_Task description_
Please reproduce each of the entries below exactly as they appear.

_Exercise input_
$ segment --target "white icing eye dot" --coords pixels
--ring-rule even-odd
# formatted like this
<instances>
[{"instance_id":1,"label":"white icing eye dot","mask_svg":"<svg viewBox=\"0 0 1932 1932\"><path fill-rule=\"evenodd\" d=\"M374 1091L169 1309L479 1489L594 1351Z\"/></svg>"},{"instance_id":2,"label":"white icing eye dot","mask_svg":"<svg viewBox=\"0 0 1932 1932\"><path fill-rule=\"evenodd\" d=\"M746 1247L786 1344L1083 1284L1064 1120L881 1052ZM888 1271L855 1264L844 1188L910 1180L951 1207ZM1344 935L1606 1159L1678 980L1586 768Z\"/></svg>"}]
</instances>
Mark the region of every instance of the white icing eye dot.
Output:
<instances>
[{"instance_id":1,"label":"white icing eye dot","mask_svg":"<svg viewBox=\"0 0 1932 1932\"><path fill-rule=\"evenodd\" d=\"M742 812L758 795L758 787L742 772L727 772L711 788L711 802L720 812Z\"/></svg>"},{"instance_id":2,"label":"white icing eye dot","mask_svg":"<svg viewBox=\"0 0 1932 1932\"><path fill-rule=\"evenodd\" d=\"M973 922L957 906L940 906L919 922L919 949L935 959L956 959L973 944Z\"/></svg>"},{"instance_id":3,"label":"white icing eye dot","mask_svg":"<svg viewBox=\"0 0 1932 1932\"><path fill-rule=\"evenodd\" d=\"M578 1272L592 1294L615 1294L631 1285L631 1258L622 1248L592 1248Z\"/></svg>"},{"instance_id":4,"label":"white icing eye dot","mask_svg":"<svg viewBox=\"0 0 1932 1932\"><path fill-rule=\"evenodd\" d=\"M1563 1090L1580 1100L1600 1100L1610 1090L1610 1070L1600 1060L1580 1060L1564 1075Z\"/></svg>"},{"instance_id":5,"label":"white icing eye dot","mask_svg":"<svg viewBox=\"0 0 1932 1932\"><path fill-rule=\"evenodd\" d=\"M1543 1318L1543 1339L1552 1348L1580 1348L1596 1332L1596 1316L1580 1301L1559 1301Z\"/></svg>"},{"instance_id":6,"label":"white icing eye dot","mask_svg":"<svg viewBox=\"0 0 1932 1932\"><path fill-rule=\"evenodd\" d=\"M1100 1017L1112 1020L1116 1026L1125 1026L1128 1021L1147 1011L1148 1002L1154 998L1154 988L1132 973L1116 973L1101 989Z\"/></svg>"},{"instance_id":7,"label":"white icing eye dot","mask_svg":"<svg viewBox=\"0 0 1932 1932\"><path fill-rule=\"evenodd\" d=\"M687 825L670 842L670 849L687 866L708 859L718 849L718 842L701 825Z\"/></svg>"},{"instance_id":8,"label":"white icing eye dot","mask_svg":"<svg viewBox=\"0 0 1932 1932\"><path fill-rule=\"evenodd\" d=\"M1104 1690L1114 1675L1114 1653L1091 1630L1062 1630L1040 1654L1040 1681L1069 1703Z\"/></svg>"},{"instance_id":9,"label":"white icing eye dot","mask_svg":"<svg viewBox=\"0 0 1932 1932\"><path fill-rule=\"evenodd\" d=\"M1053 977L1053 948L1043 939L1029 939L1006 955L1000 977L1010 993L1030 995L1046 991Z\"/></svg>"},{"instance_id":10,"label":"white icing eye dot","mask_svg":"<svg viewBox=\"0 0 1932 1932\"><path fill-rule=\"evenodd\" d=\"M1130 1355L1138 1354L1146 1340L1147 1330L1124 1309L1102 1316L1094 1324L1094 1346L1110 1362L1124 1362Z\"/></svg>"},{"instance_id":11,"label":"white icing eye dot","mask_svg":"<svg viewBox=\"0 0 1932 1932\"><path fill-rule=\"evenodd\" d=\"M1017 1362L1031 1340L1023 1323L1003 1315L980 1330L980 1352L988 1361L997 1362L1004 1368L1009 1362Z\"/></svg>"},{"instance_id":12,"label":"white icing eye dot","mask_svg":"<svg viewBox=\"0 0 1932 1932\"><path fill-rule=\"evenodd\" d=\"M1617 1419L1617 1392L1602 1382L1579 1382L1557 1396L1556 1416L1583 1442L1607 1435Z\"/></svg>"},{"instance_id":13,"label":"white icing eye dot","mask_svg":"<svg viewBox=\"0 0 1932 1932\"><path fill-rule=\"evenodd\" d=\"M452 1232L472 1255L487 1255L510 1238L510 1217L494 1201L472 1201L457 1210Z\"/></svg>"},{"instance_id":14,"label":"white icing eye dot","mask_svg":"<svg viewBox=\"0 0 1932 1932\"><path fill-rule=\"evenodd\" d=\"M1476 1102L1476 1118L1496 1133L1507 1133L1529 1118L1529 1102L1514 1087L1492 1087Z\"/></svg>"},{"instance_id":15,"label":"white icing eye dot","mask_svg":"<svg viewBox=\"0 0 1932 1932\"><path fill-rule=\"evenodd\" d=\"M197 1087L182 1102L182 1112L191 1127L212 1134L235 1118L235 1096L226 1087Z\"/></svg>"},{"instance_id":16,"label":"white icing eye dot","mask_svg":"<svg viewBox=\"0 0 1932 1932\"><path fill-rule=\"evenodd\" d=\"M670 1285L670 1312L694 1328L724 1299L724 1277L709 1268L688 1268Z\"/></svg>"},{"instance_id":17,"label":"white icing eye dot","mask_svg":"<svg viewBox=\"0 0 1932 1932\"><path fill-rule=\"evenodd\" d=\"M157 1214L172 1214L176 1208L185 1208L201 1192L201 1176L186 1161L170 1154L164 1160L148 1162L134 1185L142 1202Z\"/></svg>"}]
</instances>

_Result_
$ segment --target "white icing eye dot" --coords pixels
--ring-rule even-odd
# formatted like this
<instances>
[{"instance_id":1,"label":"white icing eye dot","mask_svg":"<svg viewBox=\"0 0 1932 1932\"><path fill-rule=\"evenodd\" d=\"M374 1091L169 1309L479 1489L594 1351Z\"/></svg>"},{"instance_id":2,"label":"white icing eye dot","mask_svg":"<svg viewBox=\"0 0 1932 1932\"><path fill-rule=\"evenodd\" d=\"M746 1247L786 1344L1083 1284L1064 1120L881 1052ZM888 1271L855 1264L844 1188L910 1180L951 1207ZM1344 935L1606 1159L1678 980L1586 768Z\"/></svg>"}]
</instances>
Mark the region of every instance of the white icing eye dot.
Output:
<instances>
[{"instance_id":1,"label":"white icing eye dot","mask_svg":"<svg viewBox=\"0 0 1932 1932\"><path fill-rule=\"evenodd\" d=\"M742 812L758 795L758 787L742 772L727 772L711 788L711 802L720 812Z\"/></svg>"},{"instance_id":2,"label":"white icing eye dot","mask_svg":"<svg viewBox=\"0 0 1932 1932\"><path fill-rule=\"evenodd\" d=\"M973 922L957 906L940 906L919 922L919 949L935 959L956 959L973 944Z\"/></svg>"},{"instance_id":3,"label":"white icing eye dot","mask_svg":"<svg viewBox=\"0 0 1932 1932\"><path fill-rule=\"evenodd\" d=\"M578 1272L592 1294L615 1294L631 1285L631 1258L622 1248L592 1248Z\"/></svg>"},{"instance_id":4,"label":"white icing eye dot","mask_svg":"<svg viewBox=\"0 0 1932 1932\"><path fill-rule=\"evenodd\" d=\"M1563 1090L1580 1100L1600 1100L1610 1090L1610 1070L1600 1060L1580 1060L1564 1075Z\"/></svg>"},{"instance_id":5,"label":"white icing eye dot","mask_svg":"<svg viewBox=\"0 0 1932 1932\"><path fill-rule=\"evenodd\" d=\"M1543 1318L1543 1339L1552 1348L1580 1348L1596 1332L1596 1316L1580 1301L1559 1301Z\"/></svg>"},{"instance_id":6,"label":"white icing eye dot","mask_svg":"<svg viewBox=\"0 0 1932 1932\"><path fill-rule=\"evenodd\" d=\"M1100 1017L1112 1020L1116 1026L1125 1026L1128 1021L1147 1011L1148 1002L1154 998L1154 988L1132 973L1116 973L1101 989Z\"/></svg>"},{"instance_id":7,"label":"white icing eye dot","mask_svg":"<svg viewBox=\"0 0 1932 1932\"><path fill-rule=\"evenodd\" d=\"M687 825L670 842L670 849L687 866L708 859L718 849L718 842L701 825Z\"/></svg>"},{"instance_id":8,"label":"white icing eye dot","mask_svg":"<svg viewBox=\"0 0 1932 1932\"><path fill-rule=\"evenodd\" d=\"M1104 1690L1114 1675L1114 1653L1091 1630L1062 1630L1040 1654L1040 1681L1069 1703Z\"/></svg>"},{"instance_id":9,"label":"white icing eye dot","mask_svg":"<svg viewBox=\"0 0 1932 1932\"><path fill-rule=\"evenodd\" d=\"M1053 977L1053 948L1043 939L1029 939L1006 955L1000 977L1010 993L1030 995L1046 991Z\"/></svg>"},{"instance_id":10,"label":"white icing eye dot","mask_svg":"<svg viewBox=\"0 0 1932 1932\"><path fill-rule=\"evenodd\" d=\"M1130 1355L1138 1354L1146 1340L1147 1330L1124 1309L1102 1316L1094 1324L1094 1346L1110 1362L1124 1362Z\"/></svg>"},{"instance_id":11,"label":"white icing eye dot","mask_svg":"<svg viewBox=\"0 0 1932 1932\"><path fill-rule=\"evenodd\" d=\"M1017 1362L1031 1340L1023 1323L1003 1315L980 1330L980 1352L988 1361L997 1362L1004 1368L1009 1362Z\"/></svg>"},{"instance_id":12,"label":"white icing eye dot","mask_svg":"<svg viewBox=\"0 0 1932 1932\"><path fill-rule=\"evenodd\" d=\"M1617 1419L1617 1392L1602 1382L1579 1382L1557 1396L1556 1416L1583 1442L1607 1435Z\"/></svg>"},{"instance_id":13,"label":"white icing eye dot","mask_svg":"<svg viewBox=\"0 0 1932 1932\"><path fill-rule=\"evenodd\" d=\"M452 1232L472 1255L487 1255L510 1238L510 1217L494 1201L472 1201L457 1210Z\"/></svg>"},{"instance_id":14,"label":"white icing eye dot","mask_svg":"<svg viewBox=\"0 0 1932 1932\"><path fill-rule=\"evenodd\" d=\"M1476 1102L1476 1118L1496 1133L1507 1133L1529 1118L1529 1102L1514 1087L1492 1087Z\"/></svg>"},{"instance_id":15,"label":"white icing eye dot","mask_svg":"<svg viewBox=\"0 0 1932 1932\"><path fill-rule=\"evenodd\" d=\"M197 1087L182 1102L182 1112L191 1127L212 1134L235 1118L235 1096L226 1087Z\"/></svg>"},{"instance_id":16,"label":"white icing eye dot","mask_svg":"<svg viewBox=\"0 0 1932 1932\"><path fill-rule=\"evenodd\" d=\"M670 1285L670 1312L694 1328L724 1299L724 1277L709 1268L688 1268Z\"/></svg>"},{"instance_id":17,"label":"white icing eye dot","mask_svg":"<svg viewBox=\"0 0 1932 1932\"><path fill-rule=\"evenodd\" d=\"M157 1214L172 1214L176 1208L185 1208L201 1192L201 1176L186 1161L170 1154L164 1160L148 1162L134 1185L142 1202Z\"/></svg>"}]
</instances>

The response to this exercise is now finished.